Copy the lines below word for word, covering everything from the line containing "Is there any outdoor" down to the line containing "left=160, top=100, right=553, bottom=278", both of those lines included.

# START OF TASK INPUT

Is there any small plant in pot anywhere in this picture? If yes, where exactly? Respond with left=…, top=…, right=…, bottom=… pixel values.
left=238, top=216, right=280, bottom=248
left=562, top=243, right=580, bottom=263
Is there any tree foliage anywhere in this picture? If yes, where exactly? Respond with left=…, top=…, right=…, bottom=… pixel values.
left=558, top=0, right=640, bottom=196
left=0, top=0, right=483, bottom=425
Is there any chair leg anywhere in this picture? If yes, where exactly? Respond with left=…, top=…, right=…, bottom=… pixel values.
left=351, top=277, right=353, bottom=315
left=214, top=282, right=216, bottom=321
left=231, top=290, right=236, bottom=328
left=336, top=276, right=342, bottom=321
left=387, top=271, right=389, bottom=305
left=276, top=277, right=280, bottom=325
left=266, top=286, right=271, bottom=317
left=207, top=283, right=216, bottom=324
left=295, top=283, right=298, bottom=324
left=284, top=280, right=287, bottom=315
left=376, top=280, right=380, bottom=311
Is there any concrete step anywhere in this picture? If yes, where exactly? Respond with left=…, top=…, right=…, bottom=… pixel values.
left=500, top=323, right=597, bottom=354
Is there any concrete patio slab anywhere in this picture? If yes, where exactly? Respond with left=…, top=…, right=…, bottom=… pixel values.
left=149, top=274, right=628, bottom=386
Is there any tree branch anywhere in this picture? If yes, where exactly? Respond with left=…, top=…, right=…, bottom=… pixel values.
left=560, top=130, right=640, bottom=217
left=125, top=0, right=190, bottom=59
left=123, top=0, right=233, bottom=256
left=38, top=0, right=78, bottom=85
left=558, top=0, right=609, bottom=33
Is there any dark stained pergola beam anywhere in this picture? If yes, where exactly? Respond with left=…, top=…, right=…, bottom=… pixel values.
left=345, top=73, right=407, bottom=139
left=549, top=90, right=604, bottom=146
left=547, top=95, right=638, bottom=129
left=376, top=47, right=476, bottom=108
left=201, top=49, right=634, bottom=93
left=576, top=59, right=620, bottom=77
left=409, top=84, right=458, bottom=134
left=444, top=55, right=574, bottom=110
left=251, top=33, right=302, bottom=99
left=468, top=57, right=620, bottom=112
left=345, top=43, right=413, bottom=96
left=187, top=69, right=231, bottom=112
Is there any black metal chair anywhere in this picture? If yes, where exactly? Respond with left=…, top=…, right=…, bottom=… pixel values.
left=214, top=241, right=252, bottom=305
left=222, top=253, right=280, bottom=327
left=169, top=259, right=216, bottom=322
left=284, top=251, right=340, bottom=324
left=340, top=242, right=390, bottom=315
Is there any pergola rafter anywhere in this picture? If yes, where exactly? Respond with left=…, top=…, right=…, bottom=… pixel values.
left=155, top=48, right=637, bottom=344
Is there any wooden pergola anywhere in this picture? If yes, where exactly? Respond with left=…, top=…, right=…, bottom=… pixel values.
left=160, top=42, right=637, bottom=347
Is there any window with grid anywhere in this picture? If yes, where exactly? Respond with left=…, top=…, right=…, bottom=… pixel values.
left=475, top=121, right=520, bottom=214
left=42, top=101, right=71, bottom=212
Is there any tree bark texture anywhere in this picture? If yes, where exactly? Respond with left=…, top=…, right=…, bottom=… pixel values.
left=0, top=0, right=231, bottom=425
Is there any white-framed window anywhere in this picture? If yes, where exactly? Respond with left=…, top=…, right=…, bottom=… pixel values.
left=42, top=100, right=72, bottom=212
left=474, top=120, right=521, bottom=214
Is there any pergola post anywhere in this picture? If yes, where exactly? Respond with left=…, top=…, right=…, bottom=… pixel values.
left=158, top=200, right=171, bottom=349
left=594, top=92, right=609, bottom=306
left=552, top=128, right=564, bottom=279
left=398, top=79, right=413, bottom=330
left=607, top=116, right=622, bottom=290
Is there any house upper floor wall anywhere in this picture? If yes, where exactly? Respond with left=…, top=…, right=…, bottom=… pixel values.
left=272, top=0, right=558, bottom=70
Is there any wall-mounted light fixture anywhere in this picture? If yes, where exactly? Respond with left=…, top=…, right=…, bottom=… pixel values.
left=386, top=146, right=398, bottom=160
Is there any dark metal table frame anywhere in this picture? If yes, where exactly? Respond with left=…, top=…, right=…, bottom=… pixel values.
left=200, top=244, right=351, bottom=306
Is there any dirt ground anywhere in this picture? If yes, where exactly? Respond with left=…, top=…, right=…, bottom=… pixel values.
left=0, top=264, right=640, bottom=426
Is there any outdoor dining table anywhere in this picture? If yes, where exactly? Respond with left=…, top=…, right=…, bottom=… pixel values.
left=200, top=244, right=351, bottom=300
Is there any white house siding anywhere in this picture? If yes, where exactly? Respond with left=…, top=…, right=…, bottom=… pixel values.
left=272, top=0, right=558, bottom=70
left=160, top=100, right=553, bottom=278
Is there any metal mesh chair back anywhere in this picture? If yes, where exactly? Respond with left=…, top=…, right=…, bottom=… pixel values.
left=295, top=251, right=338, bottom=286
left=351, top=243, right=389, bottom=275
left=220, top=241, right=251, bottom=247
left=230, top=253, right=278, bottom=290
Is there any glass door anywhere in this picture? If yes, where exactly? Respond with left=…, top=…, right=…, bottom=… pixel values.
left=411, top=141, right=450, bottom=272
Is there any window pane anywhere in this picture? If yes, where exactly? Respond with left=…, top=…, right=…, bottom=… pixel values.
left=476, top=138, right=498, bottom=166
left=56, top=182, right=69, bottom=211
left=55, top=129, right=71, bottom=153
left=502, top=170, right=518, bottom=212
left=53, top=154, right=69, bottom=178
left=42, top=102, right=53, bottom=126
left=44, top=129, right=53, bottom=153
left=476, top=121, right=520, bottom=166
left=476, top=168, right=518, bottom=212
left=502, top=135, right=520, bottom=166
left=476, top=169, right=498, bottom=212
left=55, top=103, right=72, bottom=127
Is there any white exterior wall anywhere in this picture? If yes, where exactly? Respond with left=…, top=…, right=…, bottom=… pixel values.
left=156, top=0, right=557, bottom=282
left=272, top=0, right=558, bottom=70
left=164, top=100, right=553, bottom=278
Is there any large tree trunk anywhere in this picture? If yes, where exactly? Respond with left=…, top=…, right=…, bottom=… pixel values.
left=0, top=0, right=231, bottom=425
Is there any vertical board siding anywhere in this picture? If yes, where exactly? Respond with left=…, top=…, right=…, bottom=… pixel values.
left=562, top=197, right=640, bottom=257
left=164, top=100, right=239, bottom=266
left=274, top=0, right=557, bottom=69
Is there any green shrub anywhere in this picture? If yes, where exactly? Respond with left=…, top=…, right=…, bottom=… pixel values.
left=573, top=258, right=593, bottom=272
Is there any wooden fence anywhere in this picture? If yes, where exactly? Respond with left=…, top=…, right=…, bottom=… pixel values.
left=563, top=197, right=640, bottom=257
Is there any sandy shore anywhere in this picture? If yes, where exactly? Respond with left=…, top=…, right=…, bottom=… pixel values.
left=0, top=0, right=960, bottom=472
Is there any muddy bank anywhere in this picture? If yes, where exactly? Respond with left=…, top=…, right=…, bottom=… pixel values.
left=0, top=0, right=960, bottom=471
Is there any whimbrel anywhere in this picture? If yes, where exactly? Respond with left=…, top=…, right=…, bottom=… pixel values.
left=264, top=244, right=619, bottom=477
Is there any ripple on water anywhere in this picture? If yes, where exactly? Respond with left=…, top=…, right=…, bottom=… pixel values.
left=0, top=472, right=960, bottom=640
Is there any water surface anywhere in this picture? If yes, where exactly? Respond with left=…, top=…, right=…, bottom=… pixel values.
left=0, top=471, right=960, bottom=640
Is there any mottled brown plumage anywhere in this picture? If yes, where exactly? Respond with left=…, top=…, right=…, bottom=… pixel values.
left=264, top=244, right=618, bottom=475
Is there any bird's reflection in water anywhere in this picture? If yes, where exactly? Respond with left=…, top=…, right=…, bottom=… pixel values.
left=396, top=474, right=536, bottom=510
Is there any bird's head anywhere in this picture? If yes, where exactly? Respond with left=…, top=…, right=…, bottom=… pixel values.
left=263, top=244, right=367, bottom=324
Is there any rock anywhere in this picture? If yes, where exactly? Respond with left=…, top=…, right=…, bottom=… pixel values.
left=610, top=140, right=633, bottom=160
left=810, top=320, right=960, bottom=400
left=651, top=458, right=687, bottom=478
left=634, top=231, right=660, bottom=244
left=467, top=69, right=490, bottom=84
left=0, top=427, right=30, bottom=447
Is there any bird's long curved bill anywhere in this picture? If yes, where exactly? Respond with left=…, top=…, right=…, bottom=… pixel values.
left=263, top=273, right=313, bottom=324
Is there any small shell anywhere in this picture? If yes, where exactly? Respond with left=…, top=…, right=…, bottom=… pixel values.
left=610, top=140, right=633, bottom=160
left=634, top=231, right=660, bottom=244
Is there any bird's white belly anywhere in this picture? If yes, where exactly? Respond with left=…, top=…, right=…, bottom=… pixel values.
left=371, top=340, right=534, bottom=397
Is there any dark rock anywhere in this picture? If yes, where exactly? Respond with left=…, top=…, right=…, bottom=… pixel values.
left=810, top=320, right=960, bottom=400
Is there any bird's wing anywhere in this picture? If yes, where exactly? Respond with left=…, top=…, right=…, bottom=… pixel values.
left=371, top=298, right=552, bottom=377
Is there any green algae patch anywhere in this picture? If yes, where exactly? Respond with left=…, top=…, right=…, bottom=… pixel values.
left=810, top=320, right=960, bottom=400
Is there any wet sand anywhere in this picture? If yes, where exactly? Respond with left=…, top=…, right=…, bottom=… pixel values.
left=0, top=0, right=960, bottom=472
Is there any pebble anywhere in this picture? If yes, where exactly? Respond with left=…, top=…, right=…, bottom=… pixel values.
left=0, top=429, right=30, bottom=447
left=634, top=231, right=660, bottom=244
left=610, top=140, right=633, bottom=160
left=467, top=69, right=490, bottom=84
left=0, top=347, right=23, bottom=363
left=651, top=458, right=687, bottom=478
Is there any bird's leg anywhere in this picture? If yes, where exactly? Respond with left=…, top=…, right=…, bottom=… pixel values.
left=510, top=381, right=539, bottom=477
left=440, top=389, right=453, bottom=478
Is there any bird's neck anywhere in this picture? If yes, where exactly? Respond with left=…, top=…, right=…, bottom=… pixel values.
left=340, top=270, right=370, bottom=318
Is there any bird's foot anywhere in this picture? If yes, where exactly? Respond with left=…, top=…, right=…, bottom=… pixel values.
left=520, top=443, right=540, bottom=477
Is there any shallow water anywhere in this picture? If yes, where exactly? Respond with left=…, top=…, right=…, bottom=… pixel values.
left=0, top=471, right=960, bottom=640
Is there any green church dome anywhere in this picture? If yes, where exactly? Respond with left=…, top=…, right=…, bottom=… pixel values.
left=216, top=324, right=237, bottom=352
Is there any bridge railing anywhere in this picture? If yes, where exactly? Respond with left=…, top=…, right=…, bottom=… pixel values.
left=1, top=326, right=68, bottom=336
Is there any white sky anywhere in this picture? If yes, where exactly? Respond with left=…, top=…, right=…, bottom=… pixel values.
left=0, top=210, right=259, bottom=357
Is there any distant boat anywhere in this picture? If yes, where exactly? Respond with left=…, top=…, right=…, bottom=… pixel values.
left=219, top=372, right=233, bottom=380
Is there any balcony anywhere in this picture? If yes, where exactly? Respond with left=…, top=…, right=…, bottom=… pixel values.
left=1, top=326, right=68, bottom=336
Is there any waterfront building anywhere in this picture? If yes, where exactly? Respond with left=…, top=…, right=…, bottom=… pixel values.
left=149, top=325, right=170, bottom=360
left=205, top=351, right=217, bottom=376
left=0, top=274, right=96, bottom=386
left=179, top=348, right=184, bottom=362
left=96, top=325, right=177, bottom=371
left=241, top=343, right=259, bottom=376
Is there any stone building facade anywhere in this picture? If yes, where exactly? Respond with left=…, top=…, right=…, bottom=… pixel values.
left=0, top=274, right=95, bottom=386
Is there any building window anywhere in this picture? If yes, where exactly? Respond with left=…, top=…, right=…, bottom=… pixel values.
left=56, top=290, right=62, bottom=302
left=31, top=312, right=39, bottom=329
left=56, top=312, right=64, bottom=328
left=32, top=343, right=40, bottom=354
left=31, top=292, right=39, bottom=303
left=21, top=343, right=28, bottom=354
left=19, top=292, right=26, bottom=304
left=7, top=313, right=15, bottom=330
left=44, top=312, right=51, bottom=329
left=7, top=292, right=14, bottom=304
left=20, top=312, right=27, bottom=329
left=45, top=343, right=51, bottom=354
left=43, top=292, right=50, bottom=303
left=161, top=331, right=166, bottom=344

# END OF TASK INPUT

**ANSWER TO THIS EXERCISE**
Is there any outdoor dining table anywhere in this picture? If yes, where exactly? Respond with left=…, top=…, right=…, bottom=… pixel values.
left=200, top=244, right=351, bottom=300
Is there any white house siding anywhere in this picture? If yes, where exactly? Respond with left=…, top=…, right=…, bottom=… pixel values.
left=272, top=0, right=558, bottom=70
left=160, top=100, right=553, bottom=278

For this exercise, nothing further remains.